(GIVEN RECORDS)

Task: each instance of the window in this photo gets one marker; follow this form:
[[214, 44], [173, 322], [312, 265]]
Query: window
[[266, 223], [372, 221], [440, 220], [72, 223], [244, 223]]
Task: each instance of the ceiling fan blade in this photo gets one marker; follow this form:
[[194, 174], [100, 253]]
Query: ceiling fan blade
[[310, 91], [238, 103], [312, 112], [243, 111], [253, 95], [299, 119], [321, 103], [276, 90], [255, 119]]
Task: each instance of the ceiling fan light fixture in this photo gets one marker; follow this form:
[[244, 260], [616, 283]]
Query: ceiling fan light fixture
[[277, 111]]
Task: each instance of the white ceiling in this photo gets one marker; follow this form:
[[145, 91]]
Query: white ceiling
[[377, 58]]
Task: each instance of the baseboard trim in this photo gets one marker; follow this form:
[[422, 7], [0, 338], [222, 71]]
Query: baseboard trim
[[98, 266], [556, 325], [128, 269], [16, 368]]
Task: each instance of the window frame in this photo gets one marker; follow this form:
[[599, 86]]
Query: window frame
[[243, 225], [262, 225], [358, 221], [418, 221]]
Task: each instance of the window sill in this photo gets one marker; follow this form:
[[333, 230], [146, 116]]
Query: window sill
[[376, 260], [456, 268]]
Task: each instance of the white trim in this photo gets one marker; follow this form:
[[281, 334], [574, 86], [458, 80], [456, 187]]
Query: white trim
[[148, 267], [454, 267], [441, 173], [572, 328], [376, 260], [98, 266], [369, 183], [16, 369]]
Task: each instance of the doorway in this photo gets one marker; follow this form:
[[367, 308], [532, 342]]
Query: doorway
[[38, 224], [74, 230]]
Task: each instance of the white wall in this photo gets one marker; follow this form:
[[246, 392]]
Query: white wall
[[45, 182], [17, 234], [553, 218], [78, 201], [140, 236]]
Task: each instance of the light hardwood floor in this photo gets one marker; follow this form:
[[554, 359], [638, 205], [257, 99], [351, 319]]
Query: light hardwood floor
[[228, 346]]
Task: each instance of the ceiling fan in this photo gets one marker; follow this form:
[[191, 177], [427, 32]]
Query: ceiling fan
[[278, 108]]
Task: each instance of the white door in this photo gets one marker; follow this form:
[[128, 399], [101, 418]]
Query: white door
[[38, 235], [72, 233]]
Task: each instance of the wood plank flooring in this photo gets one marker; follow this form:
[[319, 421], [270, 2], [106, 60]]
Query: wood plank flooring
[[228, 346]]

(End GIVEN RECORDS)

## EXERCISE PROMPT:
Every entry above must be reproduced exactly.

## RESPONSE BELOW:
Task: each instance of the window in this photo gets one marker; follow this form:
[[214, 44], [173, 322], [312, 265]]
Query: window
[[266, 223], [372, 221], [440, 220], [72, 223], [244, 223]]
Task: each instance of the ceiling fan blade in this photo gets one marker; follow this form:
[[194, 174], [100, 253]]
Query: ceiling fan blade
[[310, 91], [238, 103], [312, 112], [243, 111], [253, 95], [299, 119], [321, 103], [276, 90], [255, 119]]
Task: each instance of the ceiling fan light fixture in this photo gets one marker; follow this form:
[[244, 260], [616, 283]]
Query: ceiling fan light fixture
[[277, 111]]
Task: each instance of the white ceiling in this photo gets one marker; follow this form:
[[145, 91]]
Query: white ceiling
[[377, 58]]
Task: each instance of the baseboard trim in this photo gets one marker; follow this form:
[[422, 7], [0, 338], [222, 71]]
Query: baseboard trim
[[98, 266], [556, 325], [128, 269], [16, 368]]
Task: each instance of the window frame in this photo gets one marker; follow this form:
[[599, 86]]
Query: window frame
[[243, 225], [262, 225], [358, 221], [418, 221]]
Task: each instance of the window sill in this photo gets one marker; follow this form:
[[333, 230], [146, 116]]
Query: window sill
[[376, 260], [456, 268]]
Task: each instance of the white trim in this photo gets one marker; follow this form:
[[281, 334], [574, 86], [458, 80], [456, 187]]
Query: white trim
[[148, 267], [454, 267], [441, 173], [572, 328], [376, 260], [98, 266], [369, 183], [16, 369]]
Task: each instance of the doorway in this photo gets one marker; follow this form:
[[367, 308], [532, 342]]
Query: doorway
[[38, 224], [74, 230]]
Task: each instance of the white wall in this photo gets one marker; follow this form:
[[246, 392]]
Query: white wall
[[45, 182], [17, 234], [553, 218], [78, 201], [140, 236]]
Task: each instance of the light hardwood floor in this photo gets one marker; follow this form:
[[554, 359], [638, 205], [257, 99], [351, 319]]
Query: light hardwood floor
[[228, 346]]
Task: each instance of the ceiling fan in this photo gets one marker; follow this form:
[[191, 177], [427, 32]]
Query: ceiling fan
[[278, 108]]
Task: each instance of the white door in this photo gets one marker; follow this form:
[[128, 399], [101, 418]]
Query: white door
[[38, 235], [72, 233]]
Task: each instance of the wood plank flooring in this photo gets one marker; follow this form:
[[319, 421], [270, 2], [106, 60]]
Query: wood plank flooring
[[228, 346]]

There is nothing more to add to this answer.